原文摘录:
'''

Description
有n个大串和m个询问,每次给出一个字符串s询问在多少个大串中出现过。
Solution
广义后缀自动机入门题。
其实就是在插入一个串后将last设为root即可。
然后统计每个节点所代表的串是多少个输入串的子串。
对于每次询问,直接在SAM上走一遍就行了。
至于时间复杂度,感觉真的很迷啊。。
Code
/**************************************
* Au: Hany01
* Date: May 5th, 2018
* Prob: [BZOJ2780][SPOJ JZPGYZ] Sevenk Love Oimaster
* Email: [email protected]
**************************************/
#include<bits/stdc++.h>
using namespace std;
typedef long long LL;
typedef pair<int, int> PII;
typedef vector<int> VI;
#define File(a) freopen(a".in", "r", stdin), freopen(a".out", "w", stdout)
#define rep(i, j) for (register int i = 0, i##_end_ = j; i < i##_end_; ++ i)
#define For(i, j ,k) for (register int i = (j), i##_end_ = (k); i <= i##_end_; ++ i)
#define Fordown(i, j, k) for (register int i = (j), i##_end_ = (k); i >= i##_end_; -- i)
#define Set(a, b) memset(a, b, sizeof(a))
#define Cpy(a, b) memcpy(a, b, sizeof(a))
#define SZ(a) ((int)(a.size()))
#define ALL(a) a.begin(), a.end()
#define pb(a) push_back(a)
#define mp(a, b) make_pair(a, b)
#define INF (0x3f3f3f3f)
#define INF1 (2139062143)
#define Mod (1000000007)
#define y1 wozenmezhemecaia
#ifdef hany01
#define debug(...) fprintf(stderr, __VA_ARGS__)
#else
#define debug(...)

'''

任务要求:
根据上面的题解回答:
1. 每次询问给出什么?问的是什么?
2. 插入一个串后,要把什么设为什么?
3. 代码注释中 Date 一行写的日期是什么?

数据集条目

'''

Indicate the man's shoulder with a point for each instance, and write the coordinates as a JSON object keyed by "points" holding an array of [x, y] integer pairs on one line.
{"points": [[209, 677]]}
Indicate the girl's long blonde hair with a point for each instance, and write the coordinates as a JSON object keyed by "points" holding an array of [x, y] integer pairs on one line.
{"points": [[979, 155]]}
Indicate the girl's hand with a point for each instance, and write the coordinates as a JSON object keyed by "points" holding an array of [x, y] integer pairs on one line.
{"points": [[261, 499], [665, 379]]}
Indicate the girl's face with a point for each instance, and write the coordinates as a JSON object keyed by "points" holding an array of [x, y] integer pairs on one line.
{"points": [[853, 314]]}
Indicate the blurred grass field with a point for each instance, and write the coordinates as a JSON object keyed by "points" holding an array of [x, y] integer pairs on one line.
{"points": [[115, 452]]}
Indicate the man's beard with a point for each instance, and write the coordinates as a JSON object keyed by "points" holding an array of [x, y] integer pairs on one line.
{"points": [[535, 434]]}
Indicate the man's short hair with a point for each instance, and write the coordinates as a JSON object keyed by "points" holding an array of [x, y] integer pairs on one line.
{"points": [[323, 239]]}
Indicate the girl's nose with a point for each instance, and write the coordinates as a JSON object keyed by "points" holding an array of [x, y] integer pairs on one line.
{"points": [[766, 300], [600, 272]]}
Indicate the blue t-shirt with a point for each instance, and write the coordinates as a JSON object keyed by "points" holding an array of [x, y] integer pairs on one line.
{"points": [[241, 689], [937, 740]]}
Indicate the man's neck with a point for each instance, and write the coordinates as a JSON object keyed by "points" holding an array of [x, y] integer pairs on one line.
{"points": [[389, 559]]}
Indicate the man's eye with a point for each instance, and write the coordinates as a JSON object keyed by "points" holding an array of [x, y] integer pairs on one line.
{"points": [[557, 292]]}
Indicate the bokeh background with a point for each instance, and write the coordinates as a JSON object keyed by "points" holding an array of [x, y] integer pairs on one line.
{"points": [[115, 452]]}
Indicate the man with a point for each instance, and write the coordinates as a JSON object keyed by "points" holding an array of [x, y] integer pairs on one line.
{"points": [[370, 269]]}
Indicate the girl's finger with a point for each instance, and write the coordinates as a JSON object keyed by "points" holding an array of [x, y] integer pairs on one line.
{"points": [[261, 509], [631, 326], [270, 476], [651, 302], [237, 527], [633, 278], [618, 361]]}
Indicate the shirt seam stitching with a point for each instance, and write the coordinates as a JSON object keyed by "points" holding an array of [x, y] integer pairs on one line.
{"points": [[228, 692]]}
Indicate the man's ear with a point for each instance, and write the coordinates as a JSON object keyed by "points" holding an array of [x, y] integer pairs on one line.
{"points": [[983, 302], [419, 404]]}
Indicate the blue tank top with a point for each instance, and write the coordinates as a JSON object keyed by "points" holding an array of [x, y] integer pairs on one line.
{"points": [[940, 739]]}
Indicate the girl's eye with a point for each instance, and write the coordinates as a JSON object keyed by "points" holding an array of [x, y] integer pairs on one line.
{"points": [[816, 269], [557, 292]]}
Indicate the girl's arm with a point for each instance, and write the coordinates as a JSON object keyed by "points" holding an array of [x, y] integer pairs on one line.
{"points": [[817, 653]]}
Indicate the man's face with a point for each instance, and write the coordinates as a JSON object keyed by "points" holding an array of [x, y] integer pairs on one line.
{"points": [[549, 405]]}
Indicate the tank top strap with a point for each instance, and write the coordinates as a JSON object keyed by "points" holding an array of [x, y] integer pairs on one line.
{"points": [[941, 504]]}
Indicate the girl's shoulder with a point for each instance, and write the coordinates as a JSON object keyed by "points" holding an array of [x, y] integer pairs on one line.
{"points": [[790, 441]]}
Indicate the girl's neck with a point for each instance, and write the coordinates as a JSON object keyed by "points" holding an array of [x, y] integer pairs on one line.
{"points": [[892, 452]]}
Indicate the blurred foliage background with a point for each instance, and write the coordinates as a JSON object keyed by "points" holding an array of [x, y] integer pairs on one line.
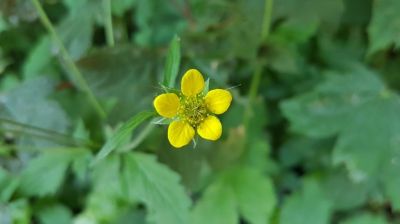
{"points": [[312, 136]]}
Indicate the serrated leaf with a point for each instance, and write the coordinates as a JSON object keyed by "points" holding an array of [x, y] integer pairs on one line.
{"points": [[157, 187], [45, 173], [77, 28], [324, 111], [344, 192], [172, 63], [112, 75], [384, 28], [309, 205], [364, 115], [8, 184], [217, 206], [29, 103], [121, 134], [240, 192]]}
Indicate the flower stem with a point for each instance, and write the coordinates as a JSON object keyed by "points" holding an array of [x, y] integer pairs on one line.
{"points": [[68, 60], [256, 78], [108, 23]]}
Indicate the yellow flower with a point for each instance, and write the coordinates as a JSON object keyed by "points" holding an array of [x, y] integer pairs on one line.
{"points": [[193, 110]]}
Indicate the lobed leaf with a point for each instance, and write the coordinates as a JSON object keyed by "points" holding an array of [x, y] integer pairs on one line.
{"points": [[121, 134]]}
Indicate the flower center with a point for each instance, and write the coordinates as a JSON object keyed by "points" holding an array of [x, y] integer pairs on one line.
{"points": [[193, 109]]}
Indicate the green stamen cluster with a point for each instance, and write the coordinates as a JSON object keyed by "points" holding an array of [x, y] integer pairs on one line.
{"points": [[193, 109]]}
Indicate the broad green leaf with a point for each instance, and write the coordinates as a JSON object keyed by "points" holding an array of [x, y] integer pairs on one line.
{"points": [[30, 103], [45, 173], [303, 14], [157, 187], [309, 205], [255, 196], [55, 213], [344, 192], [121, 134], [123, 75], [244, 35], [384, 29], [365, 218], [240, 192], [39, 57], [217, 206], [17, 211], [324, 111], [364, 115], [77, 28], [104, 203], [157, 22], [172, 63], [8, 184]]}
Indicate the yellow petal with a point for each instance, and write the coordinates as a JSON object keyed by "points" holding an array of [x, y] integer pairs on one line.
{"points": [[192, 83], [167, 104], [210, 129], [180, 133], [218, 100]]}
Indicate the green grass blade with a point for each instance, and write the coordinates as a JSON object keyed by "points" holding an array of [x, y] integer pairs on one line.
{"points": [[121, 134], [171, 68]]}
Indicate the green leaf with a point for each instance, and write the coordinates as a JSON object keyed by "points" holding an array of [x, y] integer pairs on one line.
{"points": [[157, 22], [112, 76], [45, 173], [119, 7], [255, 195], [121, 134], [344, 192], [29, 104], [8, 184], [217, 206], [239, 192], [326, 110], [309, 13], [157, 187], [364, 115], [55, 213], [383, 29], [365, 218], [77, 28], [18, 212], [310, 206], [39, 57], [172, 63]]}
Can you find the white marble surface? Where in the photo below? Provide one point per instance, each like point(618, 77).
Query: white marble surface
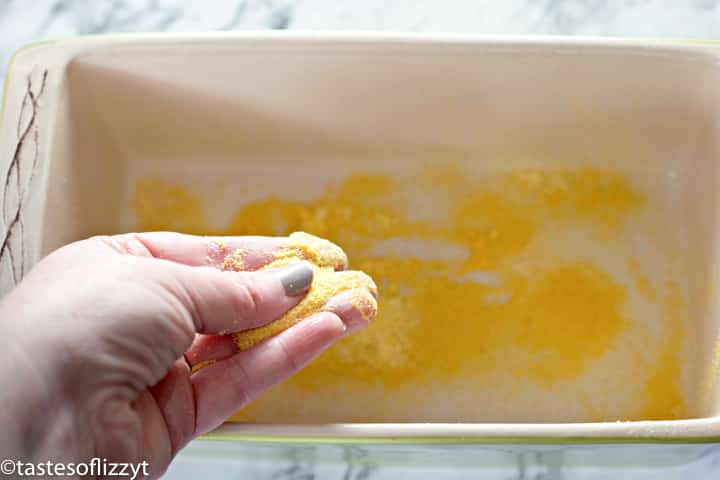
point(23, 21)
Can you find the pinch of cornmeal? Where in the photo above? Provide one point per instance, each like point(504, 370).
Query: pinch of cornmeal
point(324, 257)
point(234, 261)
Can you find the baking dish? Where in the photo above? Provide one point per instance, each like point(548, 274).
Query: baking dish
point(85, 120)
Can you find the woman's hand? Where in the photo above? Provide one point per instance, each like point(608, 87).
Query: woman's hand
point(101, 337)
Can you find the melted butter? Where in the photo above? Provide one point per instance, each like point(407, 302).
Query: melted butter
point(543, 324)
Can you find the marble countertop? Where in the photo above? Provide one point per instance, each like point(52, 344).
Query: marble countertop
point(24, 21)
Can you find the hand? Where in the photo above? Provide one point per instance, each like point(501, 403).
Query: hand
point(101, 337)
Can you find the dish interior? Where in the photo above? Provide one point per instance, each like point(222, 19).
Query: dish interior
point(541, 221)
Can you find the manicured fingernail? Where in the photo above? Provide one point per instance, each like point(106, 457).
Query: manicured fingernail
point(356, 308)
point(296, 278)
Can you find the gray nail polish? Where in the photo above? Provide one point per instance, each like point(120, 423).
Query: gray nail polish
point(296, 278)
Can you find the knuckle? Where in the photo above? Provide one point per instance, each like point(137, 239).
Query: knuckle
point(247, 302)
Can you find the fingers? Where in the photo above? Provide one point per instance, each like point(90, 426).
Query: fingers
point(247, 253)
point(222, 388)
point(355, 307)
point(222, 302)
point(229, 253)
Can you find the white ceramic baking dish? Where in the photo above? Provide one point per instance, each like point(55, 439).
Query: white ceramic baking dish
point(83, 119)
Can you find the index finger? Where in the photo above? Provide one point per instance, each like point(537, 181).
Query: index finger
point(237, 253)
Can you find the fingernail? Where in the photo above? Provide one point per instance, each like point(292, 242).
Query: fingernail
point(296, 278)
point(356, 308)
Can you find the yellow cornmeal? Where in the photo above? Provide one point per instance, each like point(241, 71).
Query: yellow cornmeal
point(324, 257)
point(545, 322)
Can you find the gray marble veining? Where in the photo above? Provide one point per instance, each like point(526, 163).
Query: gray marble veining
point(24, 21)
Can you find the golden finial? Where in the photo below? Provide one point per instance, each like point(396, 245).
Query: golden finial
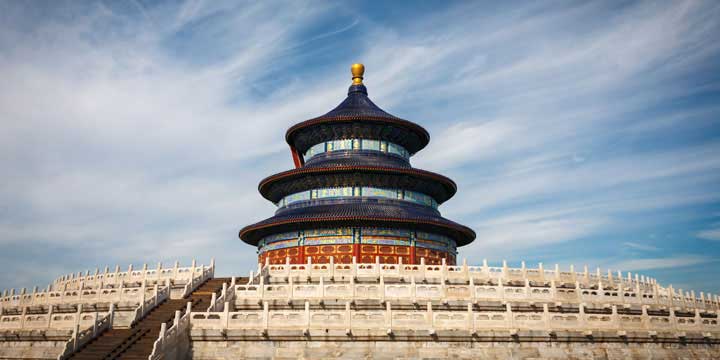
point(357, 70)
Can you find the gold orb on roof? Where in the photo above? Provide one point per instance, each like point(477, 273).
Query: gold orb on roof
point(357, 70)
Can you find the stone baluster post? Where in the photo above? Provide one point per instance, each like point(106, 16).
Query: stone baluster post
point(348, 319)
point(307, 315)
point(382, 289)
point(509, 314)
point(332, 267)
point(354, 267)
point(388, 317)
point(473, 292)
point(144, 275)
point(471, 319)
point(430, 318)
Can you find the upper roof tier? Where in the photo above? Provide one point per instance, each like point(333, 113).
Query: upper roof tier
point(357, 117)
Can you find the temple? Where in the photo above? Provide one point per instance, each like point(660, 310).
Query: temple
point(353, 195)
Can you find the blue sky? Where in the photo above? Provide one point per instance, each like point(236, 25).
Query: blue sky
point(578, 132)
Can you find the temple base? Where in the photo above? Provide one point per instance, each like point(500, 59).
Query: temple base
point(363, 253)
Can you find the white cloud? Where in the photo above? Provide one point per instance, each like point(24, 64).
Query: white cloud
point(642, 247)
point(661, 263)
point(711, 234)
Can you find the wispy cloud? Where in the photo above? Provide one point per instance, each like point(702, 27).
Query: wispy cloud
point(641, 247)
point(712, 234)
point(661, 263)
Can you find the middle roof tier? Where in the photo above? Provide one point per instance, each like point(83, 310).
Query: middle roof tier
point(277, 186)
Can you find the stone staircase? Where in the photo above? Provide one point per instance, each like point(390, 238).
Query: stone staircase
point(137, 342)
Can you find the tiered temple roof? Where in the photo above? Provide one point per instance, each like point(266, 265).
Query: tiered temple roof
point(353, 185)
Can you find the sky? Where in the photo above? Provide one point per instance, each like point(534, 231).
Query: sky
point(577, 132)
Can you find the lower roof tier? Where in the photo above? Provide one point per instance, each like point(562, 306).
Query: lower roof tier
point(360, 212)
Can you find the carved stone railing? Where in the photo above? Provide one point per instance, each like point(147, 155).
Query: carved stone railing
point(173, 343)
point(48, 321)
point(107, 287)
point(85, 296)
point(148, 275)
point(548, 285)
point(159, 295)
point(80, 338)
point(197, 280)
point(468, 322)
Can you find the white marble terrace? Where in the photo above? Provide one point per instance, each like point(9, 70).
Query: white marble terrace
point(386, 298)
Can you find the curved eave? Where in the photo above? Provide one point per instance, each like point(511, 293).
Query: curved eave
point(251, 234)
point(295, 174)
point(419, 131)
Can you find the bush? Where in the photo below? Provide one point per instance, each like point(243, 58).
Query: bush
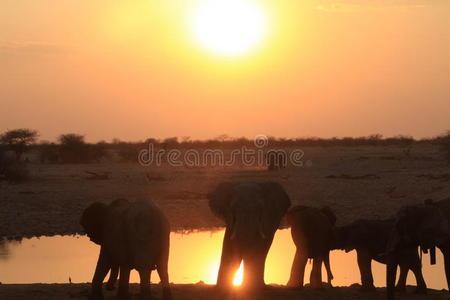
point(12, 170)
point(128, 153)
point(444, 142)
point(98, 151)
point(73, 148)
point(19, 140)
point(48, 153)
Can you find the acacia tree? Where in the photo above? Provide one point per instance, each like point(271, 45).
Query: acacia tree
point(19, 140)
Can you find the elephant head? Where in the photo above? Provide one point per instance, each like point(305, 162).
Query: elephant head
point(250, 210)
point(94, 218)
point(351, 236)
point(419, 225)
point(416, 225)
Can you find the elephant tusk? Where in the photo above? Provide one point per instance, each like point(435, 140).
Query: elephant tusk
point(261, 231)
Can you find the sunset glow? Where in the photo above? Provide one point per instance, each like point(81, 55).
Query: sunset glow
point(229, 27)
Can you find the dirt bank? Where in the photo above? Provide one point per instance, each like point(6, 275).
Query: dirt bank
point(200, 292)
point(369, 182)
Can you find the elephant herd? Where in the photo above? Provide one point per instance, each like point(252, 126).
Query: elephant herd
point(135, 235)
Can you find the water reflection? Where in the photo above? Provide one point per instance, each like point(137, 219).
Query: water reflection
point(194, 257)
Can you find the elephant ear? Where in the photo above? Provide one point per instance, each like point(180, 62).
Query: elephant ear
point(220, 201)
point(93, 220)
point(277, 203)
point(326, 210)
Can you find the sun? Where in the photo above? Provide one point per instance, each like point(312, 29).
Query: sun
point(229, 27)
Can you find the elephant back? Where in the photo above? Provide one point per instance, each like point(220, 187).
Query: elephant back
point(444, 205)
point(147, 233)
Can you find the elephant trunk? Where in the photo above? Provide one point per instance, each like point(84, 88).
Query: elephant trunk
point(248, 229)
point(432, 255)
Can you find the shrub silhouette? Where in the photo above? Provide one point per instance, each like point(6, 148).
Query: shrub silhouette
point(48, 152)
point(11, 169)
point(73, 148)
point(19, 140)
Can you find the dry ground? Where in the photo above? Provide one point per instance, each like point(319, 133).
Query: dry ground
point(369, 182)
point(201, 292)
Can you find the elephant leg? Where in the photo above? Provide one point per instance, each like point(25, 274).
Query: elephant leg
point(113, 278)
point(144, 275)
point(254, 264)
point(164, 276)
point(229, 262)
point(446, 253)
point(365, 269)
point(315, 278)
point(101, 270)
point(391, 273)
point(328, 269)
point(298, 269)
point(420, 281)
point(123, 292)
point(401, 283)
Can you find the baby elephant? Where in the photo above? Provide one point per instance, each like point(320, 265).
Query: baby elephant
point(369, 238)
point(312, 230)
point(132, 235)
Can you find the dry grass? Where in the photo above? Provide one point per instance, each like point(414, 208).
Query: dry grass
point(370, 182)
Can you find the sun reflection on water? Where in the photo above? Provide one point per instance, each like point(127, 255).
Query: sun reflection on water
point(194, 258)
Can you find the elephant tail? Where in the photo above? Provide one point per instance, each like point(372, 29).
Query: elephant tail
point(326, 261)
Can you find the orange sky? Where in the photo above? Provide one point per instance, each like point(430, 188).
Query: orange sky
point(131, 69)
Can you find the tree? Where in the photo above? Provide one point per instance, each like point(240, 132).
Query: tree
point(444, 141)
point(19, 140)
point(73, 148)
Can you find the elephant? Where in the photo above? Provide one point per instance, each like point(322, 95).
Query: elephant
point(312, 230)
point(252, 212)
point(369, 238)
point(422, 225)
point(131, 235)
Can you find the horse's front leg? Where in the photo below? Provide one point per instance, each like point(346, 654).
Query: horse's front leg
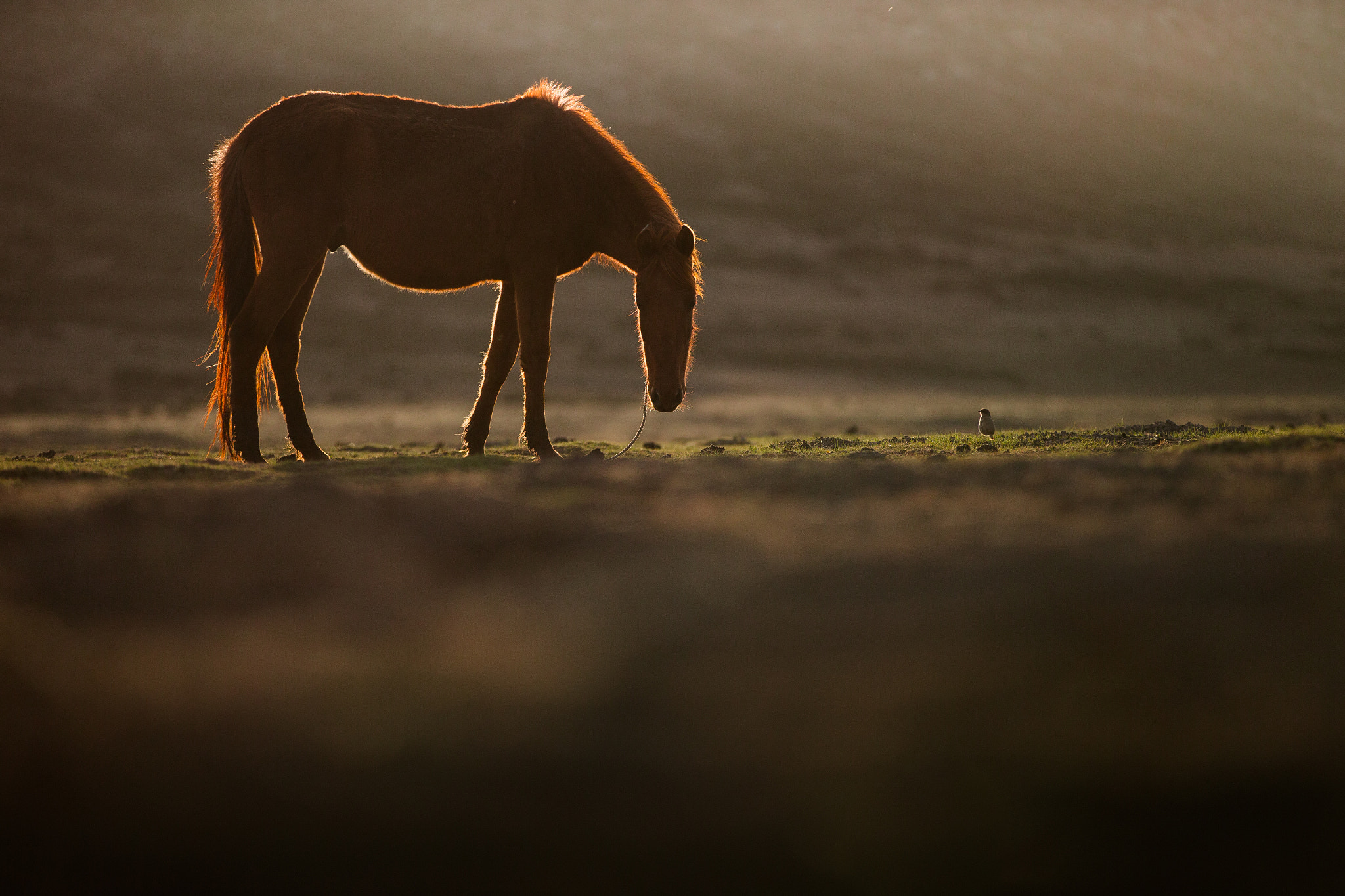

'''

解答:
1. 每次询问给出一个字符串s,问它在多少个大串中出现过。
2. 把last设为root。
3. May 5th, 2018。